_Records to process_:
* * * * *

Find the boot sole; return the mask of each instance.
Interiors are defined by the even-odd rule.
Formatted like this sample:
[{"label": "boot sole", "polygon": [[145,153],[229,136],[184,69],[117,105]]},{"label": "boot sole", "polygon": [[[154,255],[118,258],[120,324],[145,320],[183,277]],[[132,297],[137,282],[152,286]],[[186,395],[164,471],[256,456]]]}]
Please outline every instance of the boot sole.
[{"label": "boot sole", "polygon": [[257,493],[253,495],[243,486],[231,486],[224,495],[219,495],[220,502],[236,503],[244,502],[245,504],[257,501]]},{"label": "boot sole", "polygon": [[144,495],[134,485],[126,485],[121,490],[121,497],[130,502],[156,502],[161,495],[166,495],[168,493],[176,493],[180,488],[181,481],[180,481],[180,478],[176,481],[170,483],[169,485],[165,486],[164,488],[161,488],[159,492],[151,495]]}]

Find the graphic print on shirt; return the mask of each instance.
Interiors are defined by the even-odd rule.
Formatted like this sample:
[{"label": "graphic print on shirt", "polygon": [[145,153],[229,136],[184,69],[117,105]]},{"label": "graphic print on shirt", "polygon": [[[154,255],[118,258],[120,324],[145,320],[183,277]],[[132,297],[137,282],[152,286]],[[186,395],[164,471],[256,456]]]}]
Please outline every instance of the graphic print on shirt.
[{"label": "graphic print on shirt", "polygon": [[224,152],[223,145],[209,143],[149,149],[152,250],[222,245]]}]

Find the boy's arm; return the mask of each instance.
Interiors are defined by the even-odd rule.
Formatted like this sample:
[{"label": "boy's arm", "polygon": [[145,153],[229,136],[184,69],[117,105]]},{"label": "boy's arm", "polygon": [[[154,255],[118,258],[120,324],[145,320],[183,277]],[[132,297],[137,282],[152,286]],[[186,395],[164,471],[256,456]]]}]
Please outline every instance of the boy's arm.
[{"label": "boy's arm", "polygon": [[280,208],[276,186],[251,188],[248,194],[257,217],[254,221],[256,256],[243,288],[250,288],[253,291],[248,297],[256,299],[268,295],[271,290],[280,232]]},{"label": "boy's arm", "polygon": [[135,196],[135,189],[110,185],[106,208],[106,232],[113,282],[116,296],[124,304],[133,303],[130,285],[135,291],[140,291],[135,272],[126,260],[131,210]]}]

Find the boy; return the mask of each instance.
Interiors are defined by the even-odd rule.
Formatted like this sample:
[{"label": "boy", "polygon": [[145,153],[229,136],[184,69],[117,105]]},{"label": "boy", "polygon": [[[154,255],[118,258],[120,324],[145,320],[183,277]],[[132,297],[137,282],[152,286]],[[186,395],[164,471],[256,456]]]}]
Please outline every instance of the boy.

* * * * *

_Exercise prompt_: Pull out each line of the items above that contains the word "every", keeping the lines in their original order.

_Output for this task_:
Please outline every instance of the boot sole.
Please outline every instance of the graphic print on shirt.
Please outline every instance of the boy's arm.
Please outline every instance of the boy.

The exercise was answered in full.